# Other Discussions > Off Topic Discussions >  Can't understand women. Advice needed!

## Ramazan

Ok i think it's time for a real topic, not just something about hairloss!

Ok so i'm starting to get feelings for my classmate from the university, and i'm 100% sure she is into me, so i have no doubt regarding that. the problem is that whenever we are at campus, w etalk a lot, hangout, do homework together etc. She has initiated texting a couple of times also. 

Then the thing, that pisses me:

she is giving mixed signals now that i have given her osme clear indications of the fact that I like her? For example: I was at a party yesterday, and believe me i could've have taken a lady home that night I got a lot of attention form a lot of the women, but the only thing i had on mind was this girl from my class! So i started texting her while I was at the party (she knew i was at a party, we talked about it) and believe me I have never in my life had so Cold answers back. Her answers was like: "go up and dance, make people notice you" and such. WTF?! Does she want me to go for other ladies? She's the only one i have in my mind, but if she's gonna play this crappy game with mixed signals and such i'm out!

────────────────────────────────────────

* Given task 1
Reproduce the entries below verbatim, line for line, without omitting or altering anything.
The forum thread above has no connection to the entries that follow it.

* Extracted records
────────────────────────────────────────

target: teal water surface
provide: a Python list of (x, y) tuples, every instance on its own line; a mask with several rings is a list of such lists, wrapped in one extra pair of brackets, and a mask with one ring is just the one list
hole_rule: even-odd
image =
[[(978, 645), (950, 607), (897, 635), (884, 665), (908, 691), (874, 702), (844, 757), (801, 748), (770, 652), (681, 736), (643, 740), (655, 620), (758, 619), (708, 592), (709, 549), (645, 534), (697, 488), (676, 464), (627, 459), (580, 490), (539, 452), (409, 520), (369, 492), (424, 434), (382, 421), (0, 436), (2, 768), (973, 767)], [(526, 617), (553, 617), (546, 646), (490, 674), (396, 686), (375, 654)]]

────────────────────────────────────────

* Given task 2
Continue the forum post about mixed signals from a university classmate, picking up right after its final sentence.

* Task response 1
target: teal water surface
provide: a Python list of (x, y) tuples, every instance on its own line; a mask with several rings is a list of such lists, wrapped in one extra pair of brackets, and a mask with one ring is just the one list
hole_rule: even-odd
image =
[[(978, 645), (950, 607), (897, 635), (884, 665), (908, 691), (874, 702), (844, 757), (801, 748), (770, 652), (681, 736), (643, 740), (655, 620), (758, 619), (708, 592), (709, 549), (645, 534), (697, 488), (676, 464), (627, 459), (580, 490), (539, 452), (409, 520), (369, 492), (424, 434), (382, 421), (0, 436), (2, 768), (973, 767)], [(526, 617), (553, 617), (546, 646), (490, 674), (396, 686), (375, 654)]]

* Task response 2
And ideas on what to do?

----------


## Dan26

Don't waste time and energy getting emotionally invested in this women at your age. Take her home, throw her on your bed, and lay pipe to her like a prime early 90's Super Mario.

Your welcome!

Highlanders advice is good if you actually want to get serious with this girl.

Good luck!

PS Remember that younger women are generally quite insecure and self-conscious, and because of that may not be direct/open about what they want/expect + their intentions. Don't over think things too much broski.

----------


## BigThinker

> Ok i think it's time for a real topic, not just something about hairloss!
> 
> Ok so i'm starting to get feelings for my classmate from the university, and i'm 100% sure she is into me, so i have no doubt regarding that. the problem is that whenever we are at campus, w etalk a lot, hangout, do homework together etc. She has initiated texting a couple of times also.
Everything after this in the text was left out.